WHAT YOU WILL DO ::
A) According to the abstract on fungal effector proteins, how many effector structural families have been identified so far?
B) From the abstract on fungal effector proteins, extract the passage that begins at the words "Poster Presentation The" and stops after the words "effector proteins (#114)", copying it without any change.
C) Decide whether each statement agrees with the abstract on fungal effector proteins, answering yes or no and quoting the deciding words: (i) Fungal effector proteins share conserved sequence motifs. (ii) Rosetta ab initio modelling was used for effector proteins that fell below the scoring threshold from threading. (iii) The known protein folds matched by several ab initio models had already been identified during threading.

PASSAGE SHOWN ::
<<<<

Poster Presentation The 46th Lorne Conference on Protein Structure and Function 2021

Molecular modelling of the structure of fungal effector proteins (#114)

Lina Rozano 1 , Yvonne Mukuka 1 , James Hane 1 2 3 , Ricardo Mancera 1 3
  1. School of Pharmacy and Biomedical Sciences, Curtin University, Bentley, WA, Australia
  2. Centre for Crop Disease Management, Curtin University, Bentley, WA, Australia
  3. Curtin Institute for Computation, Curtin University, Bentley, WA, Australia

Effector proteins are of interest in the field of fungal plant pathology due to their ability to mediate disease infection in plants, particularly devastating fungal infections in economically important agricultural crops. The discovery of new fungal effector proteins is necessary to enable the screening of cultivars for disease resistance. However, fungal effector proteins lack sequence similarity and conserved sequence motifs, which poses a significant obstacle for sequence-based prediction. Experimental determination of the three-dimensional (3D) structure of effector proteins is slowly allowing the identification of structural motifs to predict new effector proteins in fungi. Currently, nine effector structural families have been identified, but many more structural folds are believed to exist beyond these families due to the diversity in pathogenicity of fungal effectors. We have applied both template and non-template based (ab initio) structural modelling to predict the 3D structures of experimentally verified fungal effector proteins whose structures have not yet been resolved. RaptorX threading provides higher accuracy over conventional sequence-based alignment in homology modelling. Accurate selection of templates during threading enabled the prediction of pathogenicity-related folds and domains that are potentially new to known effector structural families. Rosetta ab initio modelling was implemented for effector proteins below the scoring threshold resulted from threading. Interestingly, several ab initio models had strong matches with known protein folds that were not identified during threading. The best predicted models were assessed for relevant domain and fold information, and the quality of the models. We demonstrate that the combination of threading and ab initio modelling can be a successful strategy to expand the database of potential effector protein structural families. This could be applied for the prediction of the interactions of effector proteins with their plant receptors to improve our understanding of their mechanism of interaction with the host.

>>>>

EXTRACTED MATERIAL ::
<<<<

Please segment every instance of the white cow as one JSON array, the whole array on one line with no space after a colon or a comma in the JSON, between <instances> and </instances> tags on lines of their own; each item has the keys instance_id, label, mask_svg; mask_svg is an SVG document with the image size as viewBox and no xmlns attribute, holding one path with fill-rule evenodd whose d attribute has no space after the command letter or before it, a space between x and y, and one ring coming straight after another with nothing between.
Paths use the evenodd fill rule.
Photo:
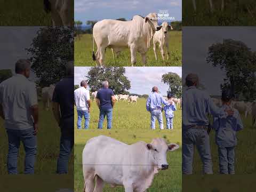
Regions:
<instances>
[{"instance_id":1,"label":"white cow","mask_svg":"<svg viewBox=\"0 0 256 192\"><path fill-rule=\"evenodd\" d=\"M128 100L128 104L129 104L130 102L132 103L132 105L133 102L135 102L136 104L137 104L137 100L138 98L139 98L138 96L135 96L135 95L130 96L129 99Z\"/></svg>"},{"instance_id":2,"label":"white cow","mask_svg":"<svg viewBox=\"0 0 256 192\"><path fill-rule=\"evenodd\" d=\"M192 0L193 3L193 7L195 11L196 11L196 0ZM213 12L214 7L213 4L212 3L212 0L209 0L210 7L211 9L211 11ZM224 10L224 0L221 0L221 11Z\"/></svg>"},{"instance_id":3,"label":"white cow","mask_svg":"<svg viewBox=\"0 0 256 192\"><path fill-rule=\"evenodd\" d=\"M92 93L92 101L93 102L95 102L95 101L96 100L96 97L97 97L97 93L98 93L98 91L95 91Z\"/></svg>"},{"instance_id":4,"label":"white cow","mask_svg":"<svg viewBox=\"0 0 256 192\"><path fill-rule=\"evenodd\" d=\"M46 13L51 12L53 26L74 26L74 1L44 0Z\"/></svg>"},{"instance_id":5,"label":"white cow","mask_svg":"<svg viewBox=\"0 0 256 192\"><path fill-rule=\"evenodd\" d=\"M49 87L44 87L42 89L42 101L43 101L44 109L46 110L49 109L54 89L54 85L50 85Z\"/></svg>"},{"instance_id":6,"label":"white cow","mask_svg":"<svg viewBox=\"0 0 256 192\"><path fill-rule=\"evenodd\" d=\"M252 103L252 126L256 127L256 101Z\"/></svg>"},{"instance_id":7,"label":"white cow","mask_svg":"<svg viewBox=\"0 0 256 192\"><path fill-rule=\"evenodd\" d=\"M129 95L123 95L123 94L119 94L119 101L121 101L121 99L123 99L124 101L127 101L128 98L129 98Z\"/></svg>"},{"instance_id":8,"label":"white cow","mask_svg":"<svg viewBox=\"0 0 256 192\"><path fill-rule=\"evenodd\" d=\"M167 31L169 29L173 29L172 27L169 25L167 22L164 22L161 25L161 29L156 31L155 35L153 36L153 45L154 45L154 53L155 53L155 57L156 60L157 60L157 57L156 56L156 47L157 47L157 43L159 43L159 46L161 49L162 54L162 57L163 60L164 60L164 47L166 47L167 53L167 59L169 59L170 53L169 53L169 36Z\"/></svg>"},{"instance_id":9,"label":"white cow","mask_svg":"<svg viewBox=\"0 0 256 192\"><path fill-rule=\"evenodd\" d=\"M149 13L143 18L135 15L131 21L122 21L104 19L97 22L93 29L93 51L92 59L97 65L104 65L104 55L107 47L115 52L129 47L131 50L132 66L136 63L136 53L141 55L144 66L146 63L146 53L150 46L150 40L155 31L159 30L156 13ZM94 54L94 41L97 51Z\"/></svg>"},{"instance_id":10,"label":"white cow","mask_svg":"<svg viewBox=\"0 0 256 192\"><path fill-rule=\"evenodd\" d=\"M125 192L145 191L158 170L168 169L166 151L179 147L162 138L129 145L106 136L93 138L83 151L84 191L102 192L104 183L123 186Z\"/></svg>"}]
</instances>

>>>>

ANSWER LIST ::
A) Nine effector structural families have been identified.

B)
Poster Presentation The 46th Lorne Conference on Protein Structure and Function 2021

Molecular modelling of the structure of fungal effector proteins (#114)

C)
(i) No: "fungal effector proteins lack sequence similarity and conserved sequence motifs"
(ii) Yes: "Rosetta ab initio modelling was implemented for effector proteins below the scoring threshold resulted from threading"
(iii) No: "several ab initio models had strong matches with known protein folds that were not identified during threading"